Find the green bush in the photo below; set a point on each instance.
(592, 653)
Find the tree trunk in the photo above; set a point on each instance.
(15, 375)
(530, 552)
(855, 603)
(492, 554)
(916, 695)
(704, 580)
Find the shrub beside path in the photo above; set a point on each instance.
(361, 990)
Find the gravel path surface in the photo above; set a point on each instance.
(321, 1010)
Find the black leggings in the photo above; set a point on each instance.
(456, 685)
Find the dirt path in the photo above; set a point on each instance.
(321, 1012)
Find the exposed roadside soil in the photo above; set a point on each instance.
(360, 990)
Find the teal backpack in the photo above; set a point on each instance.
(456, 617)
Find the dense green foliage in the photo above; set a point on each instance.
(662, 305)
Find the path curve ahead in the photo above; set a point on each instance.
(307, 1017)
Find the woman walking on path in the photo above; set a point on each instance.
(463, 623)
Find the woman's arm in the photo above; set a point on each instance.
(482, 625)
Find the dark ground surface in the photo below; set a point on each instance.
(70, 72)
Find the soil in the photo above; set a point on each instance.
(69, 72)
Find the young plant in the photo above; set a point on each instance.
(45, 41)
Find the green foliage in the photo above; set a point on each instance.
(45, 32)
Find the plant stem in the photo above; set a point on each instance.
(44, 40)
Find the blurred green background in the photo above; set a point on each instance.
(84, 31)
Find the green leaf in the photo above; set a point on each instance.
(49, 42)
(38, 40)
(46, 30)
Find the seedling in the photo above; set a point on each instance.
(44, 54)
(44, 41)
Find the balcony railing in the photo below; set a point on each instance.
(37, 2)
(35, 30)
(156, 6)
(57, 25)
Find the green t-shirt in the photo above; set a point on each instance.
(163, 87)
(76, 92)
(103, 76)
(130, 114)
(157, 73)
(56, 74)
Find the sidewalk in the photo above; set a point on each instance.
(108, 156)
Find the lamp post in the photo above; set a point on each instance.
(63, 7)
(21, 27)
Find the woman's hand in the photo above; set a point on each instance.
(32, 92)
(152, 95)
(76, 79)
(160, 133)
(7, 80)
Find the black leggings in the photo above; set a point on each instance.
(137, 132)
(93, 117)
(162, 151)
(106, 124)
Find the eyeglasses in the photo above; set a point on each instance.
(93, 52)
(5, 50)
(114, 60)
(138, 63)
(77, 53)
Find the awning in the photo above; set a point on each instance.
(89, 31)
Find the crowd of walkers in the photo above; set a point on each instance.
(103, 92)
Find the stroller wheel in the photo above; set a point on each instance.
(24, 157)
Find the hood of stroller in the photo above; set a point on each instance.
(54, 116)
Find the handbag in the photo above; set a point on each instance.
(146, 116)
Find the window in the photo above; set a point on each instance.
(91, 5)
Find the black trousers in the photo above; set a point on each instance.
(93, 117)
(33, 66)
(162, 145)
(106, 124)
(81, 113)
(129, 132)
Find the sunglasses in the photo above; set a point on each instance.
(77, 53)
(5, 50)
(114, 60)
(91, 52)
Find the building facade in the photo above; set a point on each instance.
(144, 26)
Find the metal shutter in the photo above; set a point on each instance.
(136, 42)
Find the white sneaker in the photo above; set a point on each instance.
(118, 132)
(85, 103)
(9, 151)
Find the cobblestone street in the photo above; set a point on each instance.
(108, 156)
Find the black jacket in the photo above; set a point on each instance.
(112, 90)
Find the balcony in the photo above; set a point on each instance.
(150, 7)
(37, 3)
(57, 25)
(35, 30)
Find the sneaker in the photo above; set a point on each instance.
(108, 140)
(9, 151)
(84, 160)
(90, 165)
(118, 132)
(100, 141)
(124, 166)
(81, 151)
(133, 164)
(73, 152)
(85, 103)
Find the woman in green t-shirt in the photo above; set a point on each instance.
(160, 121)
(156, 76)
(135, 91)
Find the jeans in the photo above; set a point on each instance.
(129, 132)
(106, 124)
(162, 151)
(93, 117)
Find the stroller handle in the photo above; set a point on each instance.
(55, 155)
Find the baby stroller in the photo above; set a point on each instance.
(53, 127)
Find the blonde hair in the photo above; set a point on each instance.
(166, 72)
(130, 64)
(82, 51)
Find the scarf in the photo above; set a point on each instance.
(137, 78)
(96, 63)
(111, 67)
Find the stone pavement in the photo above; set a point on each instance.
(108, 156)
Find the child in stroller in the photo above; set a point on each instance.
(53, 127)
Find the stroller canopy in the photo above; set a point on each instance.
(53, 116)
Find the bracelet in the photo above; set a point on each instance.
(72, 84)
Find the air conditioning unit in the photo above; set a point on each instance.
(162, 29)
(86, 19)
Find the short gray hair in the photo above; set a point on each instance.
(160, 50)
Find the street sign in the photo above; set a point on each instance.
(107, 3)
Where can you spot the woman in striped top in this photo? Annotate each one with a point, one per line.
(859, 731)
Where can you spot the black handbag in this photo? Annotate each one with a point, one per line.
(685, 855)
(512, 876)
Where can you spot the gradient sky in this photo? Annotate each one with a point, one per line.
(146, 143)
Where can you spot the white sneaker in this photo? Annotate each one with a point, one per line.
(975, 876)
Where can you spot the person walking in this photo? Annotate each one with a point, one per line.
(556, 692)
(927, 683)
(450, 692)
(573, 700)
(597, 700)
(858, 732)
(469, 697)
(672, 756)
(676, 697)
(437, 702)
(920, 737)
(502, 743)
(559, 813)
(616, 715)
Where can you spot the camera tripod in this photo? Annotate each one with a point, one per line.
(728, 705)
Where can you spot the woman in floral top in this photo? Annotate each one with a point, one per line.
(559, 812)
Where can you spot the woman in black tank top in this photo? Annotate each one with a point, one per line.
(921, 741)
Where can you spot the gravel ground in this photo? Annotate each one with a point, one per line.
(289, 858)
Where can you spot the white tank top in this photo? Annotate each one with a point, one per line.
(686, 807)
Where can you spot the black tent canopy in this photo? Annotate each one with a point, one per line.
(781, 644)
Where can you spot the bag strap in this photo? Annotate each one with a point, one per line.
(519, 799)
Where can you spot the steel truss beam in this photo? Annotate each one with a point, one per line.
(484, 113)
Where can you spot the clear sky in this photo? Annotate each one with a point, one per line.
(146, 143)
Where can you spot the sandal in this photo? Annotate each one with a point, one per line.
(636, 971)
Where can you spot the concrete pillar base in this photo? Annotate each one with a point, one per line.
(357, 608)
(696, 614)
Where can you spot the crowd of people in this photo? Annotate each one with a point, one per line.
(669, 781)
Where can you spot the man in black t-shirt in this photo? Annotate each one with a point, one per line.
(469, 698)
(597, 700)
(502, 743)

***

Directions for this task | Copy out each line above, character for character.

Your response |
Find the green bush in the photo below; set a point on each instance.
(592, 653)
Find the tree trunk in the photo above; set a point on each instance.
(15, 375)
(530, 552)
(855, 603)
(492, 554)
(916, 695)
(704, 580)
Find the shrub beside path in the photo above; set a point on each instance.
(361, 990)
Find the gravel path surface in the photo above; set a point on each instance.
(321, 1010)
Find the black leggings in the photo above; set a point on each instance.
(456, 685)
Find the dirt path in the photo above; set a point on each instance.
(321, 1012)
Find the exposed roadside soil in the photo above; set a point on each instance.
(360, 990)
Find the teal backpack in the photo above; set a point on each instance.
(456, 617)
Find the dense green foliage in the photo above; set a point on each instance.
(662, 305)
Find the path curve ahead in the photo above; set a point on each instance.
(307, 1017)
Find the woman walking on path in the photo above; set a point on each instance.
(463, 623)
Find the woman's arm in the photo above; set a point on each instance.
(482, 625)
Find the dark ground surface in the photo below; set a point on each instance.
(70, 72)
Find the soil in the photo above; set a point on each instance.
(69, 72)
Find the young plant in the photo above; set a point on each instance.
(45, 41)
Find the green foliage in the photo above; set a point on each instance.
(45, 32)
Find the plant stem in the photo above; set a point on each instance.
(44, 40)
Find the blurred green background in the photo above; set a point on each instance.
(84, 31)
Find the green leaf in the photo above; set a point on each instance.
(49, 42)
(38, 40)
(46, 30)
Find the seedling in the photo above; set a point on each instance.
(44, 54)
(44, 41)
Find the balcony railing in the photo below; set a point on each instance.
(37, 2)
(35, 30)
(156, 6)
(57, 25)
Find the green t-shirt in the photo above; set a point on each instance.
(163, 87)
(76, 92)
(103, 76)
(130, 114)
(157, 73)
(56, 74)
Find the sidewalk in the photo above; set a point on each instance.
(108, 156)
Find the lamp post in the photo above; set a point on each instance.
(63, 7)
(21, 27)
Find the woman's hand in the photo above; set a point on each instance.
(32, 92)
(152, 95)
(76, 79)
(160, 133)
(7, 80)
Find the black leggings in the photo above; set a point on each instance.
(137, 132)
(93, 117)
(162, 151)
(106, 124)
Find the eyeglasses in the photo above; set a point on each instance.
(93, 52)
(5, 50)
(114, 60)
(138, 63)
(77, 53)
Find the awning in the photo above; set a point on each instance.
(89, 31)
Find the crowd of walkers in the photo above; set a point on each instance.
(103, 92)
Find the stroller wheel in the photo above; set a point on each instance.
(24, 157)
Find the hood of stroller in the photo above; set a point on each instance.
(54, 116)
Find the handbag in the photo above; set a point on each instance.
(146, 116)
Find the window in the photo above; set a point on each instance.
(91, 5)
Find the black trousers in the photo above; set a point on each instance.
(93, 117)
(33, 66)
(162, 145)
(106, 124)
(81, 113)
(129, 132)
Find the sunglasses in the photo above; set a point on each instance.
(77, 53)
(5, 50)
(114, 60)
(91, 52)
Find the building facade in the photo above; set a point on each instance.
(144, 26)
Find the metal shutter in the photo above; set a point on each instance.
(136, 42)
Find the white sneaker in the photo above; set a point on each instance.
(118, 132)
(85, 103)
(9, 151)
Find the cobblestone street in the photo above; set a point on each instance.
(108, 156)
Find the black jacket in the photo above; set a point on each instance.
(112, 90)
Find the balcony in the photo above; set a point on each instance.
(150, 7)
(37, 3)
(57, 25)
(35, 30)
Find the sneaker in the photo above; set a point on each instance.
(108, 140)
(9, 151)
(84, 160)
(90, 165)
(118, 132)
(100, 141)
(124, 166)
(81, 151)
(133, 164)
(73, 152)
(85, 103)
Find the woman in green t-shirt in the photo above; set a point on each instance.
(160, 121)
(156, 76)
(135, 91)
Find the jeans in the photo above; set a point on each instance.
(129, 132)
(106, 124)
(162, 151)
(93, 117)
Find the stroller handle in the photo above; set a point on each instance.
(55, 155)
Find the baby stroller in the photo above; set a point on each instance.
(53, 127)
Find the blonde hair in the photo above; set a point on each instance.
(166, 72)
(130, 64)
(82, 51)
Find the scarf in the photo above; set a point on each instance.
(137, 78)
(96, 63)
(111, 67)
Find the stone pavement in the photo above; set a point on each instance.
(108, 156)
Find the child in stroller in the photo above; set a point on each instance.
(53, 127)
Find the stroller canopy in the photo above; set a point on each instance.
(53, 116)
Find the bracelet in the photo above; set a point on each instance.
(72, 84)
Find the air conditioning unit in the photo above; set a point on each instance.
(162, 29)
(86, 19)
Find the short gray hair in the photo above; set a point on each instance.
(160, 50)
Find the street sign in the photo above; set a point on each instance.
(107, 3)
Where can you spot the woman in striped top in this photo? Annotate each one with a point, one per line.
(859, 731)
Where can you spot the black handbag in this photo? Annotate each one with a point, one per line.
(685, 855)
(512, 876)
Where can you spot the gradient sky in this photo? Annotate each one with a point, one per line.
(146, 143)
Where can you spot the white sneaker in this photo? Annotate each one with a point, one per line.
(975, 876)
Where can you spot the person walking in this photo? Annotate each one with a point, one per line.
(556, 692)
(927, 683)
(450, 692)
(573, 700)
(597, 700)
(858, 732)
(469, 697)
(672, 756)
(676, 697)
(437, 702)
(920, 737)
(502, 743)
(559, 813)
(616, 715)
Where can you spot the camera tripod in this photo? Annotate each one with a point, one per line.
(728, 705)
Where can you spot the woman in floral top in this photo? Annotate each one with a point, one per line.
(559, 812)
Where can you spot the woman in black tank top in this photo? Annotate each one with a point, one per line.
(921, 741)
Where can you spot the gravel ground in this photo? Annotate each one with a point, one per line.
(289, 858)
Where can you spot the white tank top in this photo? Annotate each one with a point, one per line.
(686, 807)
Where can you spot the black tent canopy in this photo? Annotate each one with a point, one per line.
(781, 644)
Where can you spot the bag strap in this photo? Annotate each one with a point, one per line.
(519, 799)
Where can you spot the steel truss beam in this photo? Annotate each one with a point, one per line.
(484, 113)
Where can you spot the clear sky in this photo? Annotate each one with a point, one per line.
(146, 143)
Where can you spot the sandal in this photo? Annotate each one with a point, one per line.
(636, 971)
Where can you spot the concrete pillar base in this photo? Annotate each one with a point, one per line.
(357, 608)
(696, 614)
Where can you spot the crowd of people in this photo? Annotate each one with a point, one per line.
(669, 781)
Where can you spot the man in black t-shirt in this photo? Annotate each one with a point, one per line.
(469, 698)
(597, 700)
(502, 743)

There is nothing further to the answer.